** Record set **
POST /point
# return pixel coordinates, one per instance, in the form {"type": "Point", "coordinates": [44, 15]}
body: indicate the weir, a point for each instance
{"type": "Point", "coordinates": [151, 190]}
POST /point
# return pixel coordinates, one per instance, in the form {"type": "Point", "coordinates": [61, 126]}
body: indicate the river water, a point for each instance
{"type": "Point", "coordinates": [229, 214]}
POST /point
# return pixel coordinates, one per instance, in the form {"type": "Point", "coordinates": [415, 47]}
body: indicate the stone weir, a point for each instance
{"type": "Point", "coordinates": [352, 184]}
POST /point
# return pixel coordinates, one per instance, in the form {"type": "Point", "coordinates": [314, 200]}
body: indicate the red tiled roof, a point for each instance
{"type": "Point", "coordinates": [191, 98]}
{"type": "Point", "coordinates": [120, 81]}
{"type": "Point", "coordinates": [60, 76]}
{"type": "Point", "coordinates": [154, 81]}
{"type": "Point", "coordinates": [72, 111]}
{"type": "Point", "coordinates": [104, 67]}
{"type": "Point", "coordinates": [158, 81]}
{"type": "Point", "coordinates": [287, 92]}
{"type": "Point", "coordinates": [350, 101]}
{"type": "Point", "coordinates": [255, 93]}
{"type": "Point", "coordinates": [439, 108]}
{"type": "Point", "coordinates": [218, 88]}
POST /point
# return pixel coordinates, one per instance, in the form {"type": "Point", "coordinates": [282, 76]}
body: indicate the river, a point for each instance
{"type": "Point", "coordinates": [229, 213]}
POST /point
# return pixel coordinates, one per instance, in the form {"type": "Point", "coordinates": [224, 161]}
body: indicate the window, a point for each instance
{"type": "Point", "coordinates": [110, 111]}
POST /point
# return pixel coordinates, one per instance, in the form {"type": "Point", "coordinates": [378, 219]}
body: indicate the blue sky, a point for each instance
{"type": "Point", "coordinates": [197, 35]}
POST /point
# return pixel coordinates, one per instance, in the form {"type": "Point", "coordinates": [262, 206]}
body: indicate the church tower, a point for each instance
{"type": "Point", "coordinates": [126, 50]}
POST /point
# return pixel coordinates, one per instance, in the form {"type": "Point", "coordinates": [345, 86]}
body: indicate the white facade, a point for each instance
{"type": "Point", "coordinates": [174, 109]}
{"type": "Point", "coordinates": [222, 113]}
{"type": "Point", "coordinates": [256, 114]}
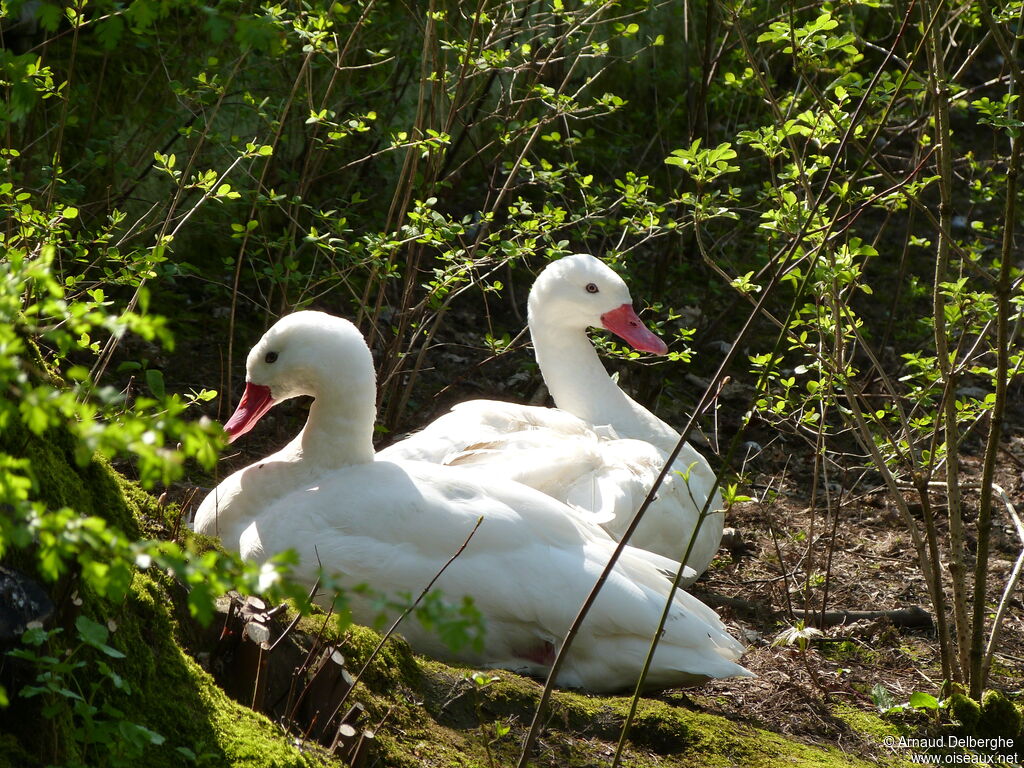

** Given request **
Copy out every line of the records above that contains the string "each". Case counts.

** Written response **
body: indicate the weir, a point for each instance
body: indicate the river water, a point for each instance
body: indicate the stone weir, a point for each instance
body: indicate the red tiled roof, a point for each instance
body: indicate the river, a point for each instance
body: indicate the window, a point for each instance
body: indicate the blue sky, a point for each instance
body: indicate the church tower, a point for each instance
body: indicate the white facade, a point for each instance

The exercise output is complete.